Some midwifery organizations DO publish their statisticsIn contrast to MANA (Midwives Alliance of North America), there are midwifery organizations that do make their statistics available to the public. The Independent Midwives Association in the UK is a group of self-employed midwives caring for women who desire homebirth. They include their clinical statistics on their website.
Let's look at their most recently published neonatal mortality statistics:
In 2003-2004, they cared for 337 women who gave birth to a total of 347 babies. Both the stillbirth rate and the neonatal death rate were quite high.
There were 4 stillbirths, 2 were intrauterine fetal demises of unknown cause, one was the result of rupture of a C-section scar and the fourth was due to hypoxia. The overall stillbirth rate was 11.5/1000.
There were 4 neonatal deaths among 343 livebirths. Of the 4 deaths, 2 were due to respiratory distress, 1 to hypoxia and 1 to genetic anomalies. The overall neonatal death rate was 11.7/1000.
The stillbirth neonatal death rates were very high. What is most interesting is that half the stillbirths and 3/4 of the neonatal deaths were due to potentially preventable causes.

> [WORK INSTRUCTION A]:
In the midwifery statistics passage, how many women did the Independent Midwives Association care for in 2003-2004?
> [WORK INSTRUCTION B]:
Pick up the midwifery statistics passage after its final sentence and carry it forward.
The material after this point is separate from the midwifery statistics passage.

> [MATERIAL SHOWN]:

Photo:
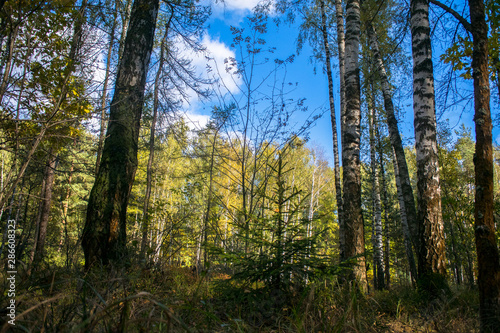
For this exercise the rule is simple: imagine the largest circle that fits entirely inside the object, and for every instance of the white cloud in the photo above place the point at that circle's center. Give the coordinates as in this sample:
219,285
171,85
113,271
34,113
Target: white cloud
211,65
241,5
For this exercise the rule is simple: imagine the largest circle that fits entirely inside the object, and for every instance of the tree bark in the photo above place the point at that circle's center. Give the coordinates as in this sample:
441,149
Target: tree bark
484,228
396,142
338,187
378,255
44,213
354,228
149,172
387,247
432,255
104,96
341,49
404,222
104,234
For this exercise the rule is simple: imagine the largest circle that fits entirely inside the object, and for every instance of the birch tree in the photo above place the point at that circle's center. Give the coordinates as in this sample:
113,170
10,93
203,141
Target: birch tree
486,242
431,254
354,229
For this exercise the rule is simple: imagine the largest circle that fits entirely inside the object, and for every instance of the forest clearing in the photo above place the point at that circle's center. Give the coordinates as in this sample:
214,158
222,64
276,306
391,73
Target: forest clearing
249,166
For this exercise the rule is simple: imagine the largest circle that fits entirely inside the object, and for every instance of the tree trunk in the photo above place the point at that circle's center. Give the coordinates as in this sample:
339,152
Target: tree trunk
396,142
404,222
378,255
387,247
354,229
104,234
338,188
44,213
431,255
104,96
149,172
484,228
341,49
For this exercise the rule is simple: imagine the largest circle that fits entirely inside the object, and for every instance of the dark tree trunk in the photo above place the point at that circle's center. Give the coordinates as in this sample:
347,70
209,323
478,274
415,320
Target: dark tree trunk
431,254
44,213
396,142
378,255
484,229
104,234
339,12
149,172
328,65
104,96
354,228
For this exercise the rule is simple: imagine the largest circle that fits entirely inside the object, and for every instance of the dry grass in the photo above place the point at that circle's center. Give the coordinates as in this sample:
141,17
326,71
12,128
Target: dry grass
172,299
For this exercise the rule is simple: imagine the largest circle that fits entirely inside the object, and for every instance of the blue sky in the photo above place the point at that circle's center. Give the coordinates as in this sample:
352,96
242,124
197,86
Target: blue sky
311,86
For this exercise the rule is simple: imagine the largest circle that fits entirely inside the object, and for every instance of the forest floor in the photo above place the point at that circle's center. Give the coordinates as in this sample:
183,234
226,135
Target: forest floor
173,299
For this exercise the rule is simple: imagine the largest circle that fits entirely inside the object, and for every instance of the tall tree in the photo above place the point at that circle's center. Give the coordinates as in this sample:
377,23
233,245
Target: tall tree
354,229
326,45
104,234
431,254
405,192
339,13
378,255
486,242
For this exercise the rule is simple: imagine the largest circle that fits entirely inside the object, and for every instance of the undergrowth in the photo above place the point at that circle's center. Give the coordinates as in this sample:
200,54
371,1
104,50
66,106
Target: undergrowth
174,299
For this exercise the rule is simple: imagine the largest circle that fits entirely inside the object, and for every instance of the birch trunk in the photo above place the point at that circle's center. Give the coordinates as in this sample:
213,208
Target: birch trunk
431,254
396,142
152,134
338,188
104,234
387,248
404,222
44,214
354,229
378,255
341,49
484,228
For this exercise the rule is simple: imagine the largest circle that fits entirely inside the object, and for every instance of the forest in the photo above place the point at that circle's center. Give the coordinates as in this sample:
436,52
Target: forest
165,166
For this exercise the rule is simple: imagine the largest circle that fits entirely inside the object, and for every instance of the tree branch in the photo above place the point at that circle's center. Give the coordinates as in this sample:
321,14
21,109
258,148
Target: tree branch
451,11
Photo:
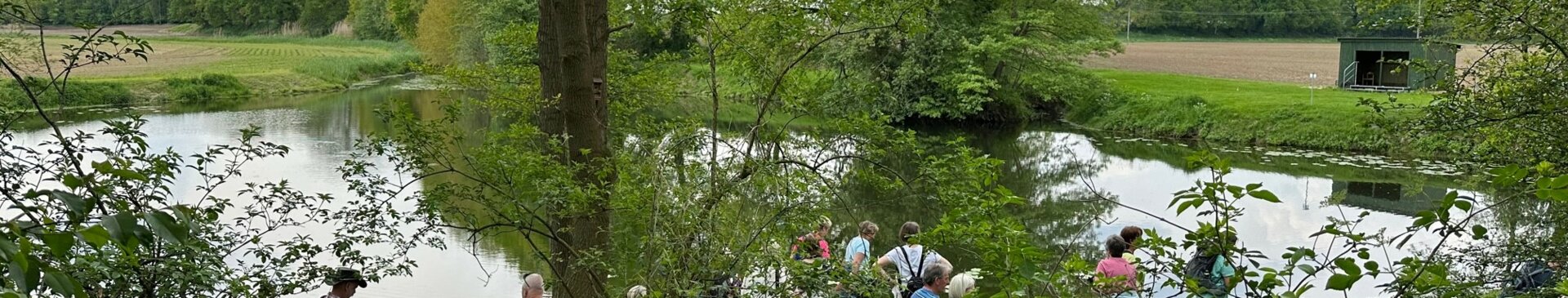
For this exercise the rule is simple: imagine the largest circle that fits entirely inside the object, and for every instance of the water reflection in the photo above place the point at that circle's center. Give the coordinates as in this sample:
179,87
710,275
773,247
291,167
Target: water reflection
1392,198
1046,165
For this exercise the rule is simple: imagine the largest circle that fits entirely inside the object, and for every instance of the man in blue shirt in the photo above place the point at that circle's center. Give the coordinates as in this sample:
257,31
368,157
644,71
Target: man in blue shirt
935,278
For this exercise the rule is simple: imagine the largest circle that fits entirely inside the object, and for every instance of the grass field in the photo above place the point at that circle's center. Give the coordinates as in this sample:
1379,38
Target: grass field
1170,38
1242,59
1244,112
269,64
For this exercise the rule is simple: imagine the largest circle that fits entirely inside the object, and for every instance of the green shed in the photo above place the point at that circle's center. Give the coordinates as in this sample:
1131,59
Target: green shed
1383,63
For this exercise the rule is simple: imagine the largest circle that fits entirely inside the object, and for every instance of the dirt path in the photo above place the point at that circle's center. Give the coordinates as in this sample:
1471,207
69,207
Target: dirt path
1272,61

> [OUTPUT A]:
337 women.

> [OUTPUT B]:
This data is valuable, but the dataset is so small that it is difficult to draw conclusions. However, it is yet another homebirth dataset that shows that homebirth has an excess of preventable neonatal death.
In contrast, the MANA dataset is large and it would contribute greatly to our understanding of the safety (or lack thereof) of homebirth. The subset of the dataset that has been published (Utah in 2006) showed a neonatal death rate of 10.6/1000 (1 death in 94 births) and that death was due to hypoxic encephalopathy (brain damage from lack of oxygen). It is possible that those results were replicated at the national level; that might be the reason that MANA is withholding the data.